[Rows contained in a dataset]
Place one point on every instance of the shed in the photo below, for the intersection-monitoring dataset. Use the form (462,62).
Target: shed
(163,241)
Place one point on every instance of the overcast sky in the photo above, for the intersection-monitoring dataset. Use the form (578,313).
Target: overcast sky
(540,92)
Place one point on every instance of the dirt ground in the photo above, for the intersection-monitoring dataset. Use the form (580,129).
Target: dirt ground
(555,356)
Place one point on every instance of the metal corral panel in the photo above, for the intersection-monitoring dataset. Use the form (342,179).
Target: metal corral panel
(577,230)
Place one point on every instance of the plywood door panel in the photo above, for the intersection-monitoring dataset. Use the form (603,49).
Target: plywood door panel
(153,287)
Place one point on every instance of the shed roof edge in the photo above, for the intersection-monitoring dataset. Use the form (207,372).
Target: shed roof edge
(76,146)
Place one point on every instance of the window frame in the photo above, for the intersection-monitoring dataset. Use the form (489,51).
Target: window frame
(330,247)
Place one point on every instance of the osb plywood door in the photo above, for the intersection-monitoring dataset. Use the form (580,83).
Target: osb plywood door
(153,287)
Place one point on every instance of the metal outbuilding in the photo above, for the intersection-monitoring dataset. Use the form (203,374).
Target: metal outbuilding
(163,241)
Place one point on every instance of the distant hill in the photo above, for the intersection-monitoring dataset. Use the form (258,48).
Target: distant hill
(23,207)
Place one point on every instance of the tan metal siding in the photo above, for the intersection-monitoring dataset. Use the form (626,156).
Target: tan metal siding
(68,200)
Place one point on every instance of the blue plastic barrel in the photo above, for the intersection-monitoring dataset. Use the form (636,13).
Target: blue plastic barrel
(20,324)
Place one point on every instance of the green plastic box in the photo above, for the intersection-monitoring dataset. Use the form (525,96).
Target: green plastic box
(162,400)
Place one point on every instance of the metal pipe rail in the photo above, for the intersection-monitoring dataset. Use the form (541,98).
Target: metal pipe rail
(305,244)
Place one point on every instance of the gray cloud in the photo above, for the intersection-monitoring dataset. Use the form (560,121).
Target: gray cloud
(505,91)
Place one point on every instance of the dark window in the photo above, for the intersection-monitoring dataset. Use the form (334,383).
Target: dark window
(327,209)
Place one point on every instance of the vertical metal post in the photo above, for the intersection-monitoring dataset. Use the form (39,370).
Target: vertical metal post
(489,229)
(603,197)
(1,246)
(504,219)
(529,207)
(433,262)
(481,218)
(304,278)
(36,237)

- **Problem requirements**
Express the lines from the one containing "Place one point on every instance of the vertical" through the last line of the rows above as a Markdown table with the columns No. and Text. Number each line in order and leave out any blank lines.

- **Exercise output**
| No. | Text |
|---|---|
| 1 | Place one point on every instance of the vertical metal post in the photo above, for the intersection-monitoring dataset. Use the form (39,370). |
| 2 | Target: vertical metal post |
| 3 | (489,229) |
| 4 | (603,197) |
| 5 | (1,246) |
| 6 | (504,219) |
| 7 | (529,207) |
| 8 | (433,262) |
| 9 | (481,218) |
| 10 | (304,278) |
| 11 | (36,237) |